## [Input for this task]

------

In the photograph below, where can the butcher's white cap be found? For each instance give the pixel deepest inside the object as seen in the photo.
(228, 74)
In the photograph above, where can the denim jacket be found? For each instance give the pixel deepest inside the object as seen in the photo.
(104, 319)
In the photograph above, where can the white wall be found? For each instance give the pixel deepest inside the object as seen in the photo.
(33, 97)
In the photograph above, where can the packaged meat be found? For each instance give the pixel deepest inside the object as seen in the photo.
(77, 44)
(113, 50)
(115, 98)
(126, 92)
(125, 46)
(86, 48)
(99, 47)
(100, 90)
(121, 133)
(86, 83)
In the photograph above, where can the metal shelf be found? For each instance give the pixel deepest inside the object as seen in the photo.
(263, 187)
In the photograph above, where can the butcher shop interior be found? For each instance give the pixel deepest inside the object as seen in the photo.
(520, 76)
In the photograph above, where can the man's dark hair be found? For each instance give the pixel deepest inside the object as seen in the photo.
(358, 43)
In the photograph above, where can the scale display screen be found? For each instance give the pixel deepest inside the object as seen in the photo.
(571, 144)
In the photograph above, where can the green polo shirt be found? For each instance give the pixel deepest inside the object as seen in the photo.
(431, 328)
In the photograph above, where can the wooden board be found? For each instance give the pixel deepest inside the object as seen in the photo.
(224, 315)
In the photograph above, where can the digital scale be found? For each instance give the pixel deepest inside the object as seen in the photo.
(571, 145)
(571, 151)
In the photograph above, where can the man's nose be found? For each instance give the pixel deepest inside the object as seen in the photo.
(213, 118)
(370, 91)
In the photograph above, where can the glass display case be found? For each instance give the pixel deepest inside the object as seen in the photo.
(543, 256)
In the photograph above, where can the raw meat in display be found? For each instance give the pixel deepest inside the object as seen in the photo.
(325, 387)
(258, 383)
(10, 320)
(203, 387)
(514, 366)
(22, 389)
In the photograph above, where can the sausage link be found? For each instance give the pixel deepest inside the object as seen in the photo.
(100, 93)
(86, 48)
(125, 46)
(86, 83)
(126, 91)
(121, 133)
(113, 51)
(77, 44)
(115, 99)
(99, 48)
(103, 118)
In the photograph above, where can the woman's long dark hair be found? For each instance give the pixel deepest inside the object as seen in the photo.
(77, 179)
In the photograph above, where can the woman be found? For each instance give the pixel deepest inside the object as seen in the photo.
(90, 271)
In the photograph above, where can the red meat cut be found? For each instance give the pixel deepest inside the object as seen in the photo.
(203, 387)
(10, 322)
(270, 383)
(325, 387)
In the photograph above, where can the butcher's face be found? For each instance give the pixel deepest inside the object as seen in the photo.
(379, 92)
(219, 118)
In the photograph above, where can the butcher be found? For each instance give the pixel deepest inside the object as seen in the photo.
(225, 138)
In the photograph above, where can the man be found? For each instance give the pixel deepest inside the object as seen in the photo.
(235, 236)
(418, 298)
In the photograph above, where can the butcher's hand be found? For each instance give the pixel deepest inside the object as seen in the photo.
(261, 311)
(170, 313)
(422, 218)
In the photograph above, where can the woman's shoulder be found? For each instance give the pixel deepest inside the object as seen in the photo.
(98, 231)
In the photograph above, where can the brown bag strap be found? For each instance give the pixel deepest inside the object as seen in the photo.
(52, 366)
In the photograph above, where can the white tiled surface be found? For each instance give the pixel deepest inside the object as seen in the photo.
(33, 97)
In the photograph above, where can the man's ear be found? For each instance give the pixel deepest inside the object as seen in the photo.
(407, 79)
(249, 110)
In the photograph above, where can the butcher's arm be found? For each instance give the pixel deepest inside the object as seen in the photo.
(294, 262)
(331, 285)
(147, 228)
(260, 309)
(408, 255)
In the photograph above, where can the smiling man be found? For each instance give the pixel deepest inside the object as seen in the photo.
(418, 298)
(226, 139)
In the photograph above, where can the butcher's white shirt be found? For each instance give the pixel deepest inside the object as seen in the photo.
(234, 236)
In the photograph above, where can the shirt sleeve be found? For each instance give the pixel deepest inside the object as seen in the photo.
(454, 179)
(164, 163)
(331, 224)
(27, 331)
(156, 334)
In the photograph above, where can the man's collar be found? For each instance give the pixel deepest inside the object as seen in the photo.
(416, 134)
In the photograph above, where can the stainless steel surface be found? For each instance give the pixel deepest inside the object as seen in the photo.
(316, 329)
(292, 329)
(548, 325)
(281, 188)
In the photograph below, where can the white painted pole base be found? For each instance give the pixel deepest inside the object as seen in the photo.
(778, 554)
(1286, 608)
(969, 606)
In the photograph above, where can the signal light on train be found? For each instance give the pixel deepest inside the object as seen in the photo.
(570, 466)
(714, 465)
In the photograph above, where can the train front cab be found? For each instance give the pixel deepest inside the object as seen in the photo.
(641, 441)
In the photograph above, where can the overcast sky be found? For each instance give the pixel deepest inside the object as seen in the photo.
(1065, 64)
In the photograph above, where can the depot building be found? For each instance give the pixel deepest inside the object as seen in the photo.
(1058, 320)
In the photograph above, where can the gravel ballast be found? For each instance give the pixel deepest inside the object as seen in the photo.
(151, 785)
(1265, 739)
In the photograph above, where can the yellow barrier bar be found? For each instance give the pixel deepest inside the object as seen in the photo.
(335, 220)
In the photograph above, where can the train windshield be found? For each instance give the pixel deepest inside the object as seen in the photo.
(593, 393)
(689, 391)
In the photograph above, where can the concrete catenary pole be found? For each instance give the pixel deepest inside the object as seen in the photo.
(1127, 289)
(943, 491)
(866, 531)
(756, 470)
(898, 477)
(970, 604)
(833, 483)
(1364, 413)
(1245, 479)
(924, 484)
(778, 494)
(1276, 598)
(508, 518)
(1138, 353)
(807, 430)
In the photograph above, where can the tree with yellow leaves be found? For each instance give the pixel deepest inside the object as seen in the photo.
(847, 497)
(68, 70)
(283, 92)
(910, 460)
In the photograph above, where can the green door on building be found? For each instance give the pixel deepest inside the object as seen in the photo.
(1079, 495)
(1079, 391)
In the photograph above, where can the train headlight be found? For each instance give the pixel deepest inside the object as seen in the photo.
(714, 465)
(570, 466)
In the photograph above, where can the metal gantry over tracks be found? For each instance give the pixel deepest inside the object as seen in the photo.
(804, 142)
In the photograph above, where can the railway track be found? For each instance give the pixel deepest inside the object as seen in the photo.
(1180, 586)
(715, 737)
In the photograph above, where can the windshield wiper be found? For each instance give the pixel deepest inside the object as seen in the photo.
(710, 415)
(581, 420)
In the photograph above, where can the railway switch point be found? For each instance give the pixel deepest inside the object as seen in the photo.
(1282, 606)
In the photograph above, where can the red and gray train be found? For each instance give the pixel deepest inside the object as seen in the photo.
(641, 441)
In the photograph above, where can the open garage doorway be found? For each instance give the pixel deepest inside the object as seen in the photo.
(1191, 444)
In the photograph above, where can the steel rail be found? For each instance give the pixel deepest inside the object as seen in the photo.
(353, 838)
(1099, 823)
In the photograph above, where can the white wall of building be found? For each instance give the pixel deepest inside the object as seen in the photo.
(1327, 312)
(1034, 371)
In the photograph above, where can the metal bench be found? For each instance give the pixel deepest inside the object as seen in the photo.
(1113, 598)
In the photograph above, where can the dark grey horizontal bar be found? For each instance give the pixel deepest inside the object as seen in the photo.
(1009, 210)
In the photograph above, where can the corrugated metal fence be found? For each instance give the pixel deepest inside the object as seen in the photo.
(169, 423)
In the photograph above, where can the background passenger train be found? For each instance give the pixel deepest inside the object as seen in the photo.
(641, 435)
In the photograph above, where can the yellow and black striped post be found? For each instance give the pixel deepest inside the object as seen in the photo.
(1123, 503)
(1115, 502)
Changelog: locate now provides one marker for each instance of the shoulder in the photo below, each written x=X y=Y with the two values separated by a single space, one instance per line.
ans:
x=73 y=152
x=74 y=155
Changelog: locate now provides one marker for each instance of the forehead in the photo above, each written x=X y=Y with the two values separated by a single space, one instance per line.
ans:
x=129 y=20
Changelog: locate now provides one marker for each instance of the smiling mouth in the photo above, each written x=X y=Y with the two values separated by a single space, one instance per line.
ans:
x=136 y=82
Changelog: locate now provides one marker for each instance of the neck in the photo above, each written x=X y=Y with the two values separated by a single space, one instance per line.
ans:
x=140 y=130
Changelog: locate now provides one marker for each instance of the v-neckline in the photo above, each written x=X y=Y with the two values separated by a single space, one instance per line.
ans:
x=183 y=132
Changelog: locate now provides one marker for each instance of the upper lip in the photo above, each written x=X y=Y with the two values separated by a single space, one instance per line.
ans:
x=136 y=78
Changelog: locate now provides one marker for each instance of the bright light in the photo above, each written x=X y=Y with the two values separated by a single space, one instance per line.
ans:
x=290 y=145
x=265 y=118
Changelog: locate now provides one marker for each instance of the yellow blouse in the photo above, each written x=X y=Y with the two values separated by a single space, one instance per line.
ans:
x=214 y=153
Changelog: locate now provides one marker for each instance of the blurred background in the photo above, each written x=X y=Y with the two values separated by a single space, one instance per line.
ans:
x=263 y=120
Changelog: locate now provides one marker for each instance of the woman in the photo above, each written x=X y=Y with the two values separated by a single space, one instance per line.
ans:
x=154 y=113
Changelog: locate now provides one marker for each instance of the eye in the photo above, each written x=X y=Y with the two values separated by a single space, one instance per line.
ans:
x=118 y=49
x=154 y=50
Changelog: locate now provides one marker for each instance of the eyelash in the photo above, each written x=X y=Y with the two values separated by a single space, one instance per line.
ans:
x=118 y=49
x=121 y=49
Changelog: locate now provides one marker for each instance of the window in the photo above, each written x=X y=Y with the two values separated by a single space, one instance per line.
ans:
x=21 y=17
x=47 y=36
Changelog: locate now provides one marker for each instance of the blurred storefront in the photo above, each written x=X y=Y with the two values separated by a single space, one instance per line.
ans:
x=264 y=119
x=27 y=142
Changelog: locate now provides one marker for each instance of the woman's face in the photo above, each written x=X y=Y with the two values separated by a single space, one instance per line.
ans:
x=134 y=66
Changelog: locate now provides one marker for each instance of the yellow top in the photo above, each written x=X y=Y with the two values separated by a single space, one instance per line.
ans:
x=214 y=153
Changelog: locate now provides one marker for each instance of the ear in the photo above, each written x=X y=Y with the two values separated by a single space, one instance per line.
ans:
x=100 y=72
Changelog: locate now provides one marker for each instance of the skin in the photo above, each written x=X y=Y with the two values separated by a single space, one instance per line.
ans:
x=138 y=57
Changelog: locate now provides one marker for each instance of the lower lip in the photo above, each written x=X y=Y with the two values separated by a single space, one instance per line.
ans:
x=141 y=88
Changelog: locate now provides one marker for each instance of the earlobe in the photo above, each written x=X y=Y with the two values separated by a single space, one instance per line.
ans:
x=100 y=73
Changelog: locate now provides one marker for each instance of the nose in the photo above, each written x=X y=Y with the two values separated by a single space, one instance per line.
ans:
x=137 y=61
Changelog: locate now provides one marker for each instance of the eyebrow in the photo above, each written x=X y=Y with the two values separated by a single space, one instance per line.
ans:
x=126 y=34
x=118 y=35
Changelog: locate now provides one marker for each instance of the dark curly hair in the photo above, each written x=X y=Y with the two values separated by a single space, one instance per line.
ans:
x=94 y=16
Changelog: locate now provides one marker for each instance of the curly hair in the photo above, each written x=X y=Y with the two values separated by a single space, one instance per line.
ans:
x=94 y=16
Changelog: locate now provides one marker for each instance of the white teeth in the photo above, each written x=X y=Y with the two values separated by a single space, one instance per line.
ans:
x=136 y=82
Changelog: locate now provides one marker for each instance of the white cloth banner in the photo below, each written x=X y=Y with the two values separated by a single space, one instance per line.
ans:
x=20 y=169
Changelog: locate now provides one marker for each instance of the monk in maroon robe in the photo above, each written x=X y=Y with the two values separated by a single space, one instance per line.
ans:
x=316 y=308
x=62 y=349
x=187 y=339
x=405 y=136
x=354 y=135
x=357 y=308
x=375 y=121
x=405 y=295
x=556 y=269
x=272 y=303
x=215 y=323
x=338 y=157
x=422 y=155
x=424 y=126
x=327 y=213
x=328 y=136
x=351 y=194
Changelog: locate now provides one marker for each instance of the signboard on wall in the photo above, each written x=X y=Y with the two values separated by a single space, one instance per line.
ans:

------

## [Request]
Convert the lines of the entries above into a JSON list of strings, one string per line and no blank lines. Begin at the line that contains "of the v-neckline" and stop after the line that contains "x=183 y=132".

## [Correct result]
[
  "Changelog: locate now provides one marker for each instance of the v-neckline in the photo above, each written x=X y=Y with the two values separated by a single space, one instance per line.",
  "ans:",
  "x=183 y=132"
]